## PAGE EXTRACT
=== Section Start ===
September 23, 2020 by Scott Meyer

I know that we watched season 2 of The Next Food Network Star. I know that I cared enough about it at the time to write this comic. But, I swear, sitting here, I have no memory whatsoever of that season or anything that happened in it.

I remember that the show lost me when the Food Network brought in three of their most successful cooking show hosts to act as team captains and had them constantly antagonize each other. Not only did that make me like the show less, it made me like those three hosts less. It was a show so bad it damaged four or five other shows. The show had an actual measurable blast radius.

Note from Missy: I had to look back through the Wiki for The Next Food Network Star to confirm that it’s where the world was given Guy Fieri for the first time.  Turns out he was on season 2 (if memory serves, we voted for Reggie), and this comic must have been written about season 9, which aired in 2013 and had a contestant named Nikki and a guy who made pie.
=== Section End ===
## QUESTIONS
(a) Reproduce the part of the post about The Next Food Network Star that opens with the words "I know that we" and closes with "measurable blast radius.".
(b) Answer these questions using the post about The Next Food Network Star.
(i) How many cooking show hosts did the Food Network bring in to act as team captains?
(ii) According to Missy's note, which season was Guy Fieri on?
(iii) In what year did season 9 air?
The material that follows was taken from a separate source.

## AVAILABLE DATA
=== Section Start ===
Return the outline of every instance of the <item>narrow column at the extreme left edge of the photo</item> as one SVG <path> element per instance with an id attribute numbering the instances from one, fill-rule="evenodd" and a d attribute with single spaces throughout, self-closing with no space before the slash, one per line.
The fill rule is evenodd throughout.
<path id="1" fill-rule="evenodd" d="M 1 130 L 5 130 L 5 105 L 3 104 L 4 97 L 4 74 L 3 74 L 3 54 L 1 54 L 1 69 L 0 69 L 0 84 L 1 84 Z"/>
=== Section End ===
## ANSWERS BY ITEM NUMBER
(a)
I know that we watched season 2 of The Next Food Network Star. I know that I cared enough about it at the time to write this comic. But, I swear, sitting here, I have no memory whatsoever of that season or anything that happened in it.

I remember that the show lost me when the Food Network brought in three of their most successful cooking show hosts to act as team captains and had them constantly antagonize each other. Not only did that make me like the show less, it made me like those three hosts less. It was a show so bad it damaged four or five other shows. The show had an actual measurable blast radius.

(b)
(i) Three
(ii) Season 2
(iii) 2013